THE PROBLEM:
Starting with the line containing "on the gray" and going on through the line containing "point(29, 240)", reproduce only those lines of the data, requests included. Scale each answer coordinate that follows a "Target:" line by 2.3 and round to whole numbers with halves rounded up, but leave the coordinates in the requests' format samples unchanged.

(Dataset rows on where objects are located)
______________________________

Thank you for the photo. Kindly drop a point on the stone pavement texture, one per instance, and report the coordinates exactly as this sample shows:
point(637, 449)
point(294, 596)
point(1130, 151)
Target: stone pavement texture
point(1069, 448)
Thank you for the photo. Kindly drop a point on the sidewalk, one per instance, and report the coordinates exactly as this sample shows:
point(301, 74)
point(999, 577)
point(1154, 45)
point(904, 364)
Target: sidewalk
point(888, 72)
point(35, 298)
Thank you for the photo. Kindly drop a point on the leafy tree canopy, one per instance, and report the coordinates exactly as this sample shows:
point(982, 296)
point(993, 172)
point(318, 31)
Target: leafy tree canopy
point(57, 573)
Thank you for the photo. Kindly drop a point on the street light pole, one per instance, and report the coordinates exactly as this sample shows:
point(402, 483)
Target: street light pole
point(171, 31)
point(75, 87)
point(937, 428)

______________________________

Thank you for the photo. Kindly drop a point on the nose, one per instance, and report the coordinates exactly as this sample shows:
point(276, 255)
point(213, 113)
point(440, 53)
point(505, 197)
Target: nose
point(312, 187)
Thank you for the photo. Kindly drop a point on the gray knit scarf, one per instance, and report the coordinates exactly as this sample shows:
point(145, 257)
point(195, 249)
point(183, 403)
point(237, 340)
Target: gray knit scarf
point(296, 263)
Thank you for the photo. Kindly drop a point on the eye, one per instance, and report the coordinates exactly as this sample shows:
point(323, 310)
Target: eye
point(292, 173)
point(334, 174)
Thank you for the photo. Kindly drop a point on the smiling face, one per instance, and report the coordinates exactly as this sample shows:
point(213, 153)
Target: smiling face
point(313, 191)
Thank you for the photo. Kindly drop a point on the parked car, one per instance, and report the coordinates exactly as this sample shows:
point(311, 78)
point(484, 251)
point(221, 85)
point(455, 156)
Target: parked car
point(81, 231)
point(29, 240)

______________________________

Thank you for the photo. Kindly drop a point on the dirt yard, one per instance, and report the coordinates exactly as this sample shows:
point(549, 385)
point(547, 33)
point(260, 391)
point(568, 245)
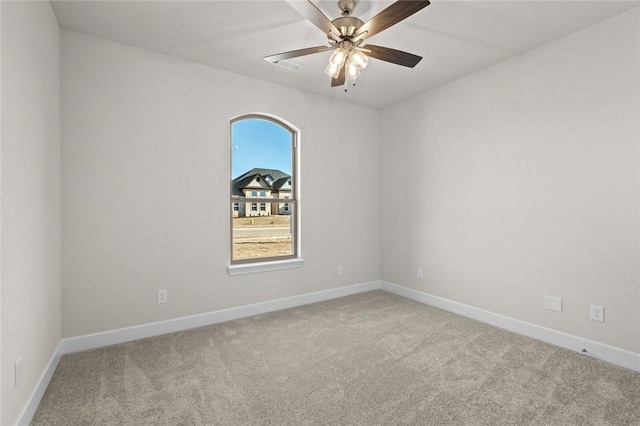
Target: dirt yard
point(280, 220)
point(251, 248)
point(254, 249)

______________________________

SOLUTION TO THIS TASK:
Thank you for the photo. Kindly drop a point on the gray knit scarf, one per instance, and report the coordinates exactly as this sample shows:
point(145, 257)
point(195, 249)
point(183, 403)
point(237, 340)
Target: gray knit scarf
point(681, 605)
Thank you for the photo. Kindly drop a point on the eye, one per instance, and report the coordinates exactly as this sample shows:
point(323, 310)
Target: eye
point(672, 398)
point(768, 400)
Thank you for the photo. Kindly drop a point on the smiling face, one per instance, and report the coordinates exactly as this sample shows:
point(213, 153)
Target: smiling face
point(720, 439)
Thank you for the photo. Kindly drop a point on the parked car, one per instance, and report the coordinates exactly as this sample shows:
point(311, 78)
point(484, 251)
point(221, 85)
point(455, 156)
Target: parked car
point(186, 531)
point(67, 552)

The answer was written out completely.